■ **DATA EXCERPTS**
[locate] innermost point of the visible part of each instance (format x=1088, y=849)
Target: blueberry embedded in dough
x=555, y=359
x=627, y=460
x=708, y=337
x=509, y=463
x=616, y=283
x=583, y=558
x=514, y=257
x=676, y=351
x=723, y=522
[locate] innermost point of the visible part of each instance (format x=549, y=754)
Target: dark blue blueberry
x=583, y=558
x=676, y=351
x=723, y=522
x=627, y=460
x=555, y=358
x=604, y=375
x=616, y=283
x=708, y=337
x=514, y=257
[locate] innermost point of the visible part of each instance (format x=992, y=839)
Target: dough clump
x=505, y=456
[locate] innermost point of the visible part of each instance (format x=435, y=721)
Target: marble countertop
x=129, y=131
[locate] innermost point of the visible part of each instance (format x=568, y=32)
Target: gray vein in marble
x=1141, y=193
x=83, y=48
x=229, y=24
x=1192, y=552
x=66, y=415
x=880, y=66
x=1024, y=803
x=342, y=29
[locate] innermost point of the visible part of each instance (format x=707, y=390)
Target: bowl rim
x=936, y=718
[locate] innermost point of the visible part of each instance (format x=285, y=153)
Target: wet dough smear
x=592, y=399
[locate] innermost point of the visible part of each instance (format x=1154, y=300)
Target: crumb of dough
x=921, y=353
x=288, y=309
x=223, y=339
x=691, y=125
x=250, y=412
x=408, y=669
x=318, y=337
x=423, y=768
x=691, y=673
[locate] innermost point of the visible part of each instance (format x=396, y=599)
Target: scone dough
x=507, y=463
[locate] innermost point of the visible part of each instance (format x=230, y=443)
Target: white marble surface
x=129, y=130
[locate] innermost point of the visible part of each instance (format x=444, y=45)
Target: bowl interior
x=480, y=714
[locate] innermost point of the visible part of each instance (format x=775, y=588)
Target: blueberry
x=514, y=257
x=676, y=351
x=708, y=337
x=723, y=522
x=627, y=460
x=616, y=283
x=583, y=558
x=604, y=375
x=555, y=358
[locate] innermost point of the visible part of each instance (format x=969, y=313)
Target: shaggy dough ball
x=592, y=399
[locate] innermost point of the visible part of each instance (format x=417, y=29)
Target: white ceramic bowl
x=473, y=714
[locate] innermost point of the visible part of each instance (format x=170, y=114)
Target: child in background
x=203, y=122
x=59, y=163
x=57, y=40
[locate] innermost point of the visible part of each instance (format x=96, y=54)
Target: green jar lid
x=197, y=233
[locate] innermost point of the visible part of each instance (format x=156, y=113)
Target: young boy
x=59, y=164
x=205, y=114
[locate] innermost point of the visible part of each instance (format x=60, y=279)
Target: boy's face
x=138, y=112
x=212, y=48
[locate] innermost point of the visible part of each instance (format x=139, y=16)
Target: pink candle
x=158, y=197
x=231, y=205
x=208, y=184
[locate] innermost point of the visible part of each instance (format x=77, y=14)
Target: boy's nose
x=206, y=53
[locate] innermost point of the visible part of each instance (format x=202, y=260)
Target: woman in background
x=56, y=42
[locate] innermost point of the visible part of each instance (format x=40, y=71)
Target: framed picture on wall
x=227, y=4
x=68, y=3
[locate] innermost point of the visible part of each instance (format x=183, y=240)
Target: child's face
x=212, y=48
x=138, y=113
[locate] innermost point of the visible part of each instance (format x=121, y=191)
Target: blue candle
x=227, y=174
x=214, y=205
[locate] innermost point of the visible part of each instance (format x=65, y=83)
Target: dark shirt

■ **TASK ITEM**
Each entry is to be given again, exactly as it stands.

■ **TASK OUTPUT**
[locate] innermost point of the visible part of each instance (format x=1088, y=849)
Target: blueberry embedded in dough
x=555, y=359
x=627, y=460
x=708, y=337
x=509, y=463
x=616, y=283
x=583, y=558
x=514, y=257
x=676, y=351
x=723, y=522
[locate] innermost point of the visible part of each instance (format x=549, y=754)
Target: dark blue blueberry
x=583, y=558
x=676, y=351
x=723, y=522
x=627, y=460
x=555, y=358
x=604, y=375
x=616, y=283
x=708, y=337
x=514, y=257
[locate] innermost point of the visible part of each instance (format x=992, y=839)
Target: dough clump
x=505, y=456
[locate] innermost point of the visible part of each instance (format x=435, y=721)
Target: marble countertop
x=129, y=131
[locate] innermost point of the visible part of each instance (format x=568, y=32)
Target: gray vein in marble
x=1141, y=193
x=83, y=48
x=229, y=24
x=1192, y=552
x=66, y=415
x=880, y=66
x=1024, y=803
x=342, y=29
[locate] innermost point of the visible part of each instance (format x=707, y=390)
Target: bowl rim
x=936, y=718
[locate] innermost point of the visible part of each instance (format x=285, y=153)
Target: wet dough smear
x=592, y=399
[locate] innermost point of the visible part of each instance (format x=1154, y=300)
Target: crumb of dough
x=921, y=353
x=288, y=309
x=223, y=339
x=691, y=125
x=250, y=412
x=408, y=669
x=318, y=337
x=423, y=768
x=691, y=673
[locate] innermost point of the visible part of each instance (format x=396, y=599)
Target: scone dough
x=507, y=463
[locate] innermost point of the visible part of each instance (format x=230, y=443)
Target: white marble surface
x=129, y=130
[locate] innermost point of the visible part of each instance (format x=444, y=45)
Target: bowl interior
x=480, y=714
[locate] innermost point of the visible part of each instance (format x=775, y=588)
Target: blueberry
x=514, y=257
x=676, y=351
x=708, y=337
x=723, y=522
x=627, y=460
x=616, y=283
x=583, y=558
x=604, y=375
x=555, y=358
[locate] innermost point of the visible part of each instance (format x=969, y=313)
Target: shaggy dough ball
x=592, y=399
[locate] innermost point of the visible part of each instance (format x=417, y=29)
Target: white ceramic bowl
x=473, y=714
[locate] innermost point of the visible part of each instance (format x=170, y=114)
Target: child in background
x=203, y=122
x=59, y=163
x=57, y=40
[locate] innermost point of the visible part of each instance (format x=96, y=54)
Target: green jar lid
x=197, y=233
[locate] innermost point of the visible part of each instance (format x=156, y=113)
Target: young boy
x=59, y=164
x=205, y=114
[locate] innermost point of the visible part of each instance (format x=60, y=279)
Target: boy's face
x=138, y=112
x=212, y=48
[locate] innermost point of the visible part of each instance (format x=139, y=16)
Target: pink candle
x=158, y=197
x=231, y=205
x=208, y=184
[locate] innermost point of the visible part of each instance (format x=77, y=14)
Target: boy's nose
x=206, y=53
[locate] innermost point of the visible part of each instance (format x=202, y=260)
Target: woman in background
x=56, y=42
[locate] innermost point of the visible part of each instance (format x=40, y=71)
Target: framed picture on wall
x=227, y=4
x=68, y=3
[locate] innermost point of the visible part of each instance (format x=183, y=240)
Target: child's face
x=212, y=48
x=138, y=113
[locate] innermost point of the visible part of each instance (format x=121, y=191)
Target: blue candle
x=227, y=174
x=214, y=205
[locate] innermost point of the visible part of each instance (format x=65, y=83)
Target: dark shirt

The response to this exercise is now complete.